TEXT PASSAGE.
******
The Limitations of Generic Benchmarks

While standardized benchmarks like MMLU, HELM, and GLUE provide valuable comparative metrics, they may not fully reflect a model’s performance in specific real-world applications. These benchmarks typically evaluate models across general tasks, but your specific use case might require specialized capabilities or domain knowledge that aren’t captured in these standardized tests.

The Model Collapse Phenomenon

A critical consideration when selecting models, especially those built on top of existing architectures, is the risk of model collapse. This degenerative process occurs when models are repeatedly trained on data generated by other models, leading to:

  • Progressive loss of information about the true underlying data distribution
  • Disappearance of distribution tails
  • Convergence to limited point estimates with minimal variance

This phenomenon becomes particularly concerning in the context of LLMs, which are often initialized with pre-trained models and then fine-tuned for specific tasks.

The Case for Custom Benchmarking

Why Custom Benchmarks Matter Custom benchmarking allows you to:

  • Evaluate performance specific to your use case
  • Assess model behavior in your domain context
  • Measure metrics that matter for your application

Key Considerations for Evaluation

When developing custom benchmarks, focus on:

  • Task-specific performance metrics
  • Domain-specific requirements
  • Real-world application scenarios

The Value of Model Stability

While peak performance is important, model stability and longevity should be key considerations. A model that performs consistently well over time may be preferable to one that shows slightly better benchmark scores but risks degradation through repeated fine-tuning.
******
[Stored data]
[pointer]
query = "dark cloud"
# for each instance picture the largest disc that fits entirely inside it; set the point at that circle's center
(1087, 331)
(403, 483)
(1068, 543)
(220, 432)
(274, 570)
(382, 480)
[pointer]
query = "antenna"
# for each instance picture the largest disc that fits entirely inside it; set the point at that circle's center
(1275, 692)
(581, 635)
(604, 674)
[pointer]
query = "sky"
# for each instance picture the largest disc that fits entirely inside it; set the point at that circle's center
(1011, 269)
******
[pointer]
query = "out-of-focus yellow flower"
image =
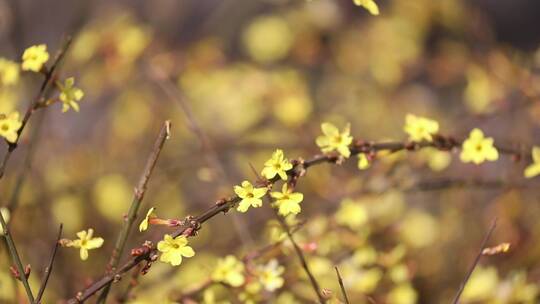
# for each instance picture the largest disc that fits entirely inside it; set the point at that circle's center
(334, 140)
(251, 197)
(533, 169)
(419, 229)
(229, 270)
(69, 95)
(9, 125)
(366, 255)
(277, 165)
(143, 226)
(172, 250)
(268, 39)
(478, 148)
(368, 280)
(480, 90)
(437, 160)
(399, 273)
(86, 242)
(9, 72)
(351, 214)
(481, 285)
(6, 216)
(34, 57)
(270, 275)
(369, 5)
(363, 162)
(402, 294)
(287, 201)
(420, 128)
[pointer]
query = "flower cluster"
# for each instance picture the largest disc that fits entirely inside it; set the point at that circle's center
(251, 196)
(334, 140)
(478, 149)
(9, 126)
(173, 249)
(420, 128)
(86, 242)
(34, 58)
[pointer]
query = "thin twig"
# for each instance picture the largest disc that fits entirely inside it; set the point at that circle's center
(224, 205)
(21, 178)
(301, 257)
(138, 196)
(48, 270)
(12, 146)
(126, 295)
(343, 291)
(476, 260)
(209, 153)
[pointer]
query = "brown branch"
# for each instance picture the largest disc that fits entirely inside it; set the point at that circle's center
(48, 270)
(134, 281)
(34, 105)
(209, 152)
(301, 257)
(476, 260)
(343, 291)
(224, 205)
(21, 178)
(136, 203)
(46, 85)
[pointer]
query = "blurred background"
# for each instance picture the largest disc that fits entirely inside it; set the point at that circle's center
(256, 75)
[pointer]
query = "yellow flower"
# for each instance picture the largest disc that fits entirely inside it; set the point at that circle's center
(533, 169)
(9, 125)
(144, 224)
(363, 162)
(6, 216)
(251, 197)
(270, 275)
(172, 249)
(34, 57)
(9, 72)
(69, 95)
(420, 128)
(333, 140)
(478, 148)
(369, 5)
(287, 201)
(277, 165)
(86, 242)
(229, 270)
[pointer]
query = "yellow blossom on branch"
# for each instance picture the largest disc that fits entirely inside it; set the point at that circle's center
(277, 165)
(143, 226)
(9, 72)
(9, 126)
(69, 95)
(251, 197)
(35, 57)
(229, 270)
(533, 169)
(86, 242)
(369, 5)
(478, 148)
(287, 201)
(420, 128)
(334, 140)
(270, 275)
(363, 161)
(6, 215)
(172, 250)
******
ASSIGNED TASK.
Indicate whether each statement agrees with the text on model benchmarking, answering yes or no and quoting the deciding words of the text. 1. Model collapse occurs when models are repeatedly trained on data generated by other models. 2. Standardized benchmarks such as MMLU fully reflect a model's performance in specific real-world applications. 3. The model with the best benchmark scores is always preferable to one that performs consistently over time.

EXERCISE RESPONSE.
1. Yes: "This degenerative process occurs when models are repeatedly trained on data generated by other models"
2. No: "they may not fully reflect a model’s performance in specific real-world applications"
3. No: "A model that performs consistently well over time may be preferable to one that shows slightly better benchmark scores but risks degradation through repeated fine-tuning."